- [Extracted entries]:
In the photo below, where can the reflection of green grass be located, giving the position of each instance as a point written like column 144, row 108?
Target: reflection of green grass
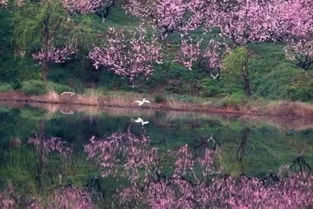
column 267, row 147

* * *

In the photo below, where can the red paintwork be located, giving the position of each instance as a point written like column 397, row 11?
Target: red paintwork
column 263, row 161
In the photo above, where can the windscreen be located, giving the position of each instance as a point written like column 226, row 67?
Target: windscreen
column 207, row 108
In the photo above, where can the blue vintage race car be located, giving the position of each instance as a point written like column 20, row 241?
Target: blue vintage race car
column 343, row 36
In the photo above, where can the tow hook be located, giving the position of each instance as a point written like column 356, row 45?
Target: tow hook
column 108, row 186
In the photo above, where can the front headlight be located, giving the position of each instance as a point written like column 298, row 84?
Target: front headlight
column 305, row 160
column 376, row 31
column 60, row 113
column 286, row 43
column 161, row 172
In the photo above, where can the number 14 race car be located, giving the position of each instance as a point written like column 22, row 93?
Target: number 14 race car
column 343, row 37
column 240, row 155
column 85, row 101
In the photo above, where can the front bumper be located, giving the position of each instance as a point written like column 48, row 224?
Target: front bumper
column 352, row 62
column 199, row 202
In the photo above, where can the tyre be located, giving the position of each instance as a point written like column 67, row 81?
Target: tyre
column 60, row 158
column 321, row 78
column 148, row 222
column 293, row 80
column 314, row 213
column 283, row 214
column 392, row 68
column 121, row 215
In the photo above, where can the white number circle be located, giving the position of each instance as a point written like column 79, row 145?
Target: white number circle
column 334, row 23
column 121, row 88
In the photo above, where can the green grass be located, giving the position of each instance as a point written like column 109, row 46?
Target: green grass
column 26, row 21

...

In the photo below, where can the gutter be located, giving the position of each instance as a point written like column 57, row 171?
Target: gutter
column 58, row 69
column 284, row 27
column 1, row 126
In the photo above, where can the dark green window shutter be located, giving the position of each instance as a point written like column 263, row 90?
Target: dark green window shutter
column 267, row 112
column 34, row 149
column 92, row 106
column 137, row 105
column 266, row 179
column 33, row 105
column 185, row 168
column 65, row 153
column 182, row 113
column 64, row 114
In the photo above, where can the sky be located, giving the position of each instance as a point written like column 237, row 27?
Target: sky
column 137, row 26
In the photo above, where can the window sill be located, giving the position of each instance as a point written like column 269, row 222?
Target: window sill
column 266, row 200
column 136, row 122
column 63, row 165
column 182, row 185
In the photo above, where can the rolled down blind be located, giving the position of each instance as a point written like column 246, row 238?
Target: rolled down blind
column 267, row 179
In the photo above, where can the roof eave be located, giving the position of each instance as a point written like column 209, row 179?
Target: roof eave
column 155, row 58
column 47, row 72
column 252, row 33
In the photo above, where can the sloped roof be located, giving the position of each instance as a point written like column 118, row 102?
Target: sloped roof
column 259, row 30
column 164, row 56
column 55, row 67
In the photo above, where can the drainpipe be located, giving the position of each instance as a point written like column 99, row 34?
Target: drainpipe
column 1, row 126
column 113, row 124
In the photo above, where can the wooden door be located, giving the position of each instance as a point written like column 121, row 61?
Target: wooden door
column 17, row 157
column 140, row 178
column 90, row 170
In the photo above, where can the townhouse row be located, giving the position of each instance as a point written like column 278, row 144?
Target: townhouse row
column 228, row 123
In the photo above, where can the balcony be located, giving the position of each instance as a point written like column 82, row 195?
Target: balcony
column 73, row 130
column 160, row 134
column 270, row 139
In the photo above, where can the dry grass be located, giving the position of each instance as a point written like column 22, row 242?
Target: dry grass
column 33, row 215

- [What the task asks]: Take the stretch of lines from the one containing "In the photo above, where can the green" through the one containing "column 26, row 21" and write it out again with "green grass" replaced by "lawn", changing nothing else. Give only those lines.

- [Answer to the problem]:
In the photo above, where can the lawn be located, giving the position of each instance as a point written like column 109, row 46?
Target: lawn
column 26, row 21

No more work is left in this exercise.